> **PROBLEM TO WORK ON**
Can you repeat, word for word, the stretch of the records below from the line containing "target: small pebble" through the line containing "Trace the outline of every instance of the small", including both of those lines?

··· LISTING

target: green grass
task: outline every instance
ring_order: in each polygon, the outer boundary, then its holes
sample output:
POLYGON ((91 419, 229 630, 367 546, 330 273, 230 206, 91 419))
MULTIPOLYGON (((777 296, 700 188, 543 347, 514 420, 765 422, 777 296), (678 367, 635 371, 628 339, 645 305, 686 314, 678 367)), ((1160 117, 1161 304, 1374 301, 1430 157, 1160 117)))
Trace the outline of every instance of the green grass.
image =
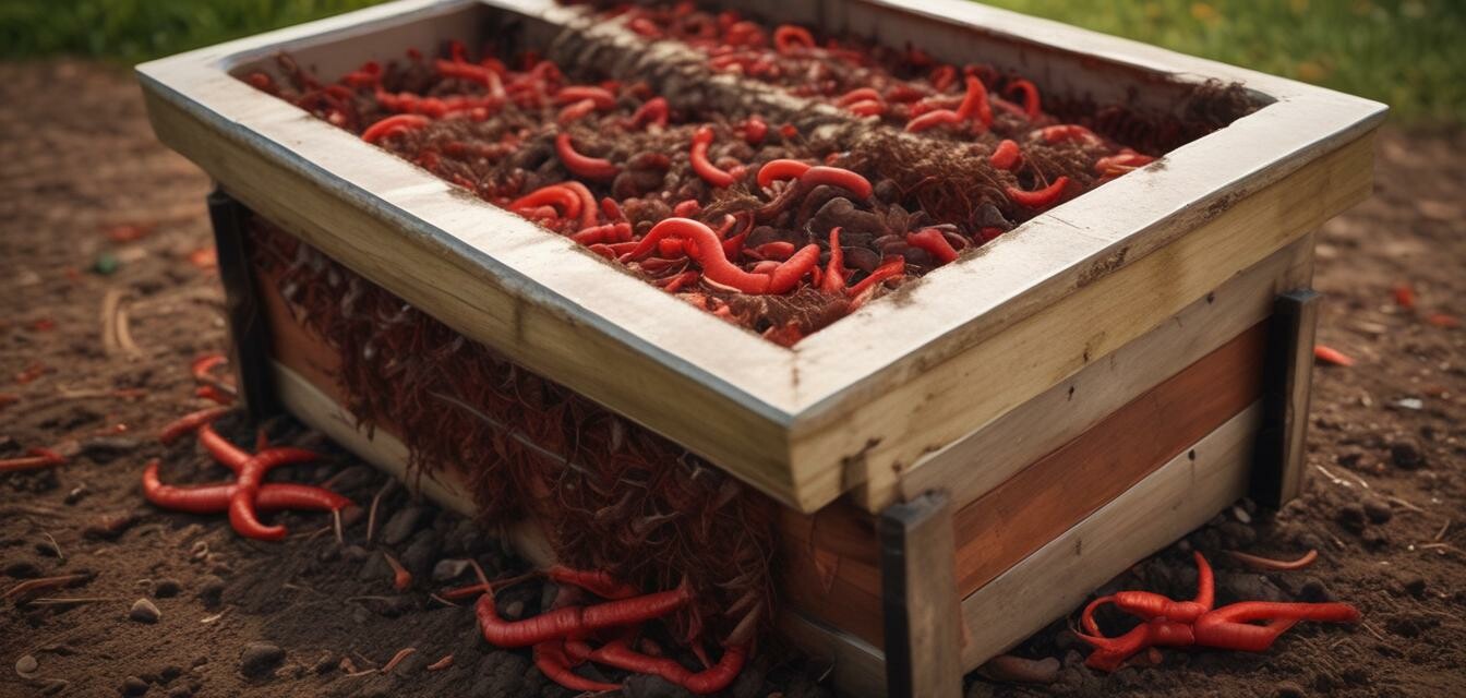
MULTIPOLYGON (((1412 123, 1466 119, 1460 0, 985 0, 1375 98, 1412 123)), ((0 0, 0 57, 138 62, 371 0, 0 0)))
POLYGON ((1380 100, 1403 122, 1466 119, 1460 0, 984 1, 1380 100))
POLYGON ((369 0, 0 0, 0 57, 136 63, 374 4, 369 0))

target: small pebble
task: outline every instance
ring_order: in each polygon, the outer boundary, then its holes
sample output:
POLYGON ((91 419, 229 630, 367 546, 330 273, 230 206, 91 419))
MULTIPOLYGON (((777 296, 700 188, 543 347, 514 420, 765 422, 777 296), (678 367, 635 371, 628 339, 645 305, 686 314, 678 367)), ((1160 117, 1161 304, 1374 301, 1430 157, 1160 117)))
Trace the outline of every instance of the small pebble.
POLYGON ((163 611, 160 611, 152 601, 139 598, 132 603, 132 610, 128 611, 128 617, 139 623, 157 623, 158 619, 163 617, 163 611))
POLYGON ((29 654, 25 654, 21 658, 15 660, 15 673, 21 676, 32 675, 40 667, 41 663, 35 661, 35 657, 31 657, 29 654))
POLYGON ((1425 466, 1425 453, 1413 441, 1396 441, 1390 444, 1390 462, 1396 468, 1416 471, 1425 466))
POLYGON ((148 686, 148 682, 136 676, 122 679, 122 695, 145 695, 150 688, 152 686, 148 686))
POLYGON ((1350 502, 1338 507, 1338 524, 1352 532, 1363 532, 1369 522, 1369 516, 1365 513, 1365 507, 1355 502, 1350 502))
POLYGON ((1365 516, 1369 516, 1369 521, 1374 524, 1385 524, 1394 516, 1394 512, 1390 509, 1390 503, 1382 499, 1369 497, 1365 500, 1363 506, 1365 516))
POLYGON ((204 600, 205 606, 218 604, 218 600, 224 595, 224 579, 218 575, 210 575, 204 578, 204 582, 198 585, 198 598, 204 600))
POLYGON ((438 560, 432 566, 432 581, 447 582, 463 576, 463 572, 468 572, 468 560, 438 560))
POLYGON ((152 585, 154 598, 173 598, 183 591, 183 585, 177 579, 158 579, 152 585))
POLYGON ((239 670, 245 676, 264 676, 284 661, 284 650, 270 642, 249 642, 239 654, 239 670))
POLYGON ((1272 695, 1274 698, 1305 698, 1308 691, 1303 691, 1303 686, 1297 683, 1283 680, 1272 689, 1272 695))

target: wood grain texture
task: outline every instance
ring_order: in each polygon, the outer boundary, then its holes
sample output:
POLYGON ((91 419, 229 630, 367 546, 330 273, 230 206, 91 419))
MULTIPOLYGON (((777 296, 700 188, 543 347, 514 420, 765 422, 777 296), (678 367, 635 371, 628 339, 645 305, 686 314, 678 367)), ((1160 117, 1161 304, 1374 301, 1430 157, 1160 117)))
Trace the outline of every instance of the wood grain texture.
POLYGON ((1186 453, 962 601, 975 667, 1070 611, 1097 587, 1201 526, 1246 493, 1262 409, 1252 405, 1186 453), (1195 455, 1195 458, 1192 458, 1195 455))
POLYGON ((1264 323, 963 506, 957 591, 990 582, 1256 402, 1265 348, 1264 323))
MULTIPOLYGON (((846 480, 868 485, 861 504, 878 510, 897 497, 897 481, 928 453, 1108 356, 1362 201, 1372 188, 1372 158, 1374 138, 1360 138, 1218 210, 1120 271, 1076 282, 1050 306, 1006 324, 998 334, 944 340, 946 349, 932 345, 905 370, 884 371, 850 389, 846 397, 855 403, 849 409, 800 416, 795 459, 847 463, 846 480), (839 418, 831 421, 831 415, 839 418)), ((1126 248, 1116 254, 1117 260, 1129 257, 1126 248)))
POLYGON ((890 695, 962 695, 951 503, 932 491, 881 513, 881 617, 890 695))
POLYGON ((915 497, 941 487, 959 509, 966 506, 1135 396, 1264 321, 1277 295, 1306 287, 1312 276, 1314 235, 1306 235, 1145 336, 932 453, 899 481, 900 496, 915 497))

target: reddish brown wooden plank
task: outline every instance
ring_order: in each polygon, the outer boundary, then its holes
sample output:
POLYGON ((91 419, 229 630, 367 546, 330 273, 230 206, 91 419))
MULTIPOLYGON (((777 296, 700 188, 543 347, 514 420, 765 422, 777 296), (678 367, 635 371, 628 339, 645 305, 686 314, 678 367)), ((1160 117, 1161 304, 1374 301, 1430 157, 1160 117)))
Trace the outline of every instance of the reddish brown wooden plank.
POLYGON ((962 507, 959 591, 990 582, 1252 405, 1265 340, 1259 323, 962 507))

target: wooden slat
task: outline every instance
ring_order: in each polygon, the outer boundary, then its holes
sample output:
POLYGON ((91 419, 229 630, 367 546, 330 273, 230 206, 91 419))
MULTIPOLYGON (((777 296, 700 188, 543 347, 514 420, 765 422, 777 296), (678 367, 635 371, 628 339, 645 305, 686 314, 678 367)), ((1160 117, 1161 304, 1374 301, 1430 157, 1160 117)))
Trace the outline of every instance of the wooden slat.
MULTIPOLYGON (((1255 402, 1265 342, 1262 321, 960 507, 959 592, 992 579, 1255 402)), ((778 585, 787 603, 884 647, 871 515, 841 502, 815 515, 784 512, 780 531, 778 585)))
POLYGON ((1252 497, 1281 507, 1303 488, 1308 405, 1314 381, 1314 331, 1321 296, 1308 289, 1283 293, 1272 314, 1264 375, 1264 424, 1252 497))
MULTIPOLYGON (((821 418, 796 421, 796 460, 847 463, 846 478, 868 485, 861 504, 880 510, 897 497, 900 477, 927 453, 1102 359, 1362 201, 1372 188, 1372 157, 1374 138, 1360 138, 1123 270, 1094 283, 1076 282, 1053 305, 1001 327, 1000 334, 973 340, 959 333, 941 342, 947 350, 932 348, 905 371, 885 371, 849 389, 844 399, 858 403, 849 412, 833 408, 843 399, 831 400, 821 418)), ((984 331, 1001 326, 985 320, 975 323, 984 331)), ((800 380, 819 378, 802 367, 800 380)))
POLYGON ((1145 336, 932 453, 900 480, 903 499, 940 487, 959 509, 966 506, 1135 396, 1264 321, 1278 293, 1308 286, 1312 276, 1314 235, 1306 235, 1145 336))
POLYGON ((1252 405, 1186 453, 962 601, 963 667, 1019 644, 1145 556, 1246 493, 1262 409, 1252 405))
POLYGON ((1258 324, 962 507, 966 595, 1116 499, 1262 393, 1258 324))
POLYGON ((934 491, 881 513, 881 616, 891 697, 962 695, 951 504, 934 491))

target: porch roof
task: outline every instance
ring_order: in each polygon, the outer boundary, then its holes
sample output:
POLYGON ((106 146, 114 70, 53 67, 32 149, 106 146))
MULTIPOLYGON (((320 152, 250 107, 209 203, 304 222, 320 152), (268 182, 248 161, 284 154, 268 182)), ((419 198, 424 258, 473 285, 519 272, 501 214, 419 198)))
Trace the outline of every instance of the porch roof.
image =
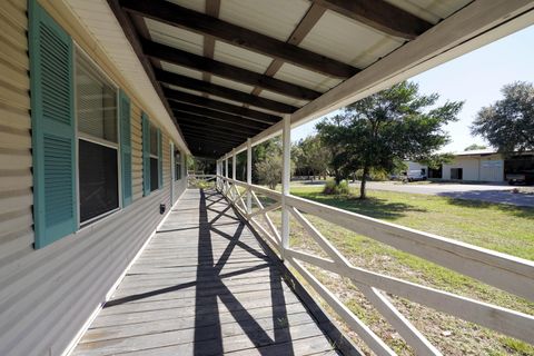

······

> **THE RESULT**
target: small pebble
task: outline every instance
ring_order: in each polygon, the outer boundary, then its holes
sample output:
POLYGON ((91 419, 229 630, 367 546, 330 273, 230 206, 91 419))
MULTIPOLYGON (((777 296, 700 188, 543 347, 514 420, 765 422, 777 296), (678 367, 635 371, 628 339, 645 305, 686 314, 678 367)), ((1160 117, 1161 304, 1374 301, 1430 157, 1160 117)))
Trace the outline of every instance of the small pebble.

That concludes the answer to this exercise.